┌─ RECORDS FOR PROCESSING

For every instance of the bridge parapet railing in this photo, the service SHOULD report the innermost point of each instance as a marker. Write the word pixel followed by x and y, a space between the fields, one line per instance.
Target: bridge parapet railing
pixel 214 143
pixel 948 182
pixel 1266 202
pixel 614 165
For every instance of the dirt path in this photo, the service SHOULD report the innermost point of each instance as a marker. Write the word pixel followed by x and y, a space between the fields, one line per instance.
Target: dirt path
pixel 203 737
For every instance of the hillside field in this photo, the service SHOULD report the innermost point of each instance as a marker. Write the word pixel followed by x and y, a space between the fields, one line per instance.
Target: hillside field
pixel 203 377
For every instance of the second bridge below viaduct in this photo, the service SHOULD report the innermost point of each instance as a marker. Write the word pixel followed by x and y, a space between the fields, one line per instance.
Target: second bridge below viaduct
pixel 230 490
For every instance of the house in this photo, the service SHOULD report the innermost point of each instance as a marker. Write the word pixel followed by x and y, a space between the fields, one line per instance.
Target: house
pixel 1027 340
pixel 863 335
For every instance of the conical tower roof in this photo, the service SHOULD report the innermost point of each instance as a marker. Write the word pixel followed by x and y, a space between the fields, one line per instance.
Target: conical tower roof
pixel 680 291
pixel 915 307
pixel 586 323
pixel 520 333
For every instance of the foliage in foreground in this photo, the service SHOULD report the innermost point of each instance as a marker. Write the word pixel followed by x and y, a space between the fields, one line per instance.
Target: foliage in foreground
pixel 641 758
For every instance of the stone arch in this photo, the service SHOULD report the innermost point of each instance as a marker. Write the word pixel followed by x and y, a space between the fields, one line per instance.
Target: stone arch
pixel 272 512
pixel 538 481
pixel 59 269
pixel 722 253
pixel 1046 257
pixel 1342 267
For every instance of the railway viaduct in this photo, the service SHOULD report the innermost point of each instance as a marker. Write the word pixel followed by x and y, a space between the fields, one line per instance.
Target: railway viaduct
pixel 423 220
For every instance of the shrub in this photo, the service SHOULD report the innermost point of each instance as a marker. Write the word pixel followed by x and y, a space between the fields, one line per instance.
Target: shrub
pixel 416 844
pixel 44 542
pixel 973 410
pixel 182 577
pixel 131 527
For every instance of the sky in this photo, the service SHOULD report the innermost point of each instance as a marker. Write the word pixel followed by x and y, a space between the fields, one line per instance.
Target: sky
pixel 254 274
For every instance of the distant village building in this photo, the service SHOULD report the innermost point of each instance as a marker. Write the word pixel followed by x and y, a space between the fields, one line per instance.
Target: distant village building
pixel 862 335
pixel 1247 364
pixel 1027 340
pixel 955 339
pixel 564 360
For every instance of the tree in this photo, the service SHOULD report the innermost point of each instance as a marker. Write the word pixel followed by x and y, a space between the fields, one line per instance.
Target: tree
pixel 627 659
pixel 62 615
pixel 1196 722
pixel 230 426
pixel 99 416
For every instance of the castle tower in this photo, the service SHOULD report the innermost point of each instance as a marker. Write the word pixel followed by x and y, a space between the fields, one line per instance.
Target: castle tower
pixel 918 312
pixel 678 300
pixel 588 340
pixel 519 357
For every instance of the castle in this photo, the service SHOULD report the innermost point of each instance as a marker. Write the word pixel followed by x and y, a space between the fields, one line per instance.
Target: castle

└─

DO THIS: Output the records from the start through the line containing "pixel 203 737" as a two-column CSV with the headers text and answer, one row per record. Put each field in quotation marks and replace its line breaks with spaces.

ANSWER:
text,answer
"For every instance of the bridge parapet railing in this photo, the service SHOULD report the innermost point of each instance as a marker. Write the word pixel followed by x and y, a space between the fields, one line per instance. Target: bridge parapet railing","pixel 214 143 pixel 948 182 pixel 1266 202 pixel 614 165"
"For every instance of the dirt path in this photo, the service SHOULD report the innermost point of each instance as a marker. Write the word pixel followed by x and y, a space between the fields, one line per instance. Target: dirt path","pixel 203 737"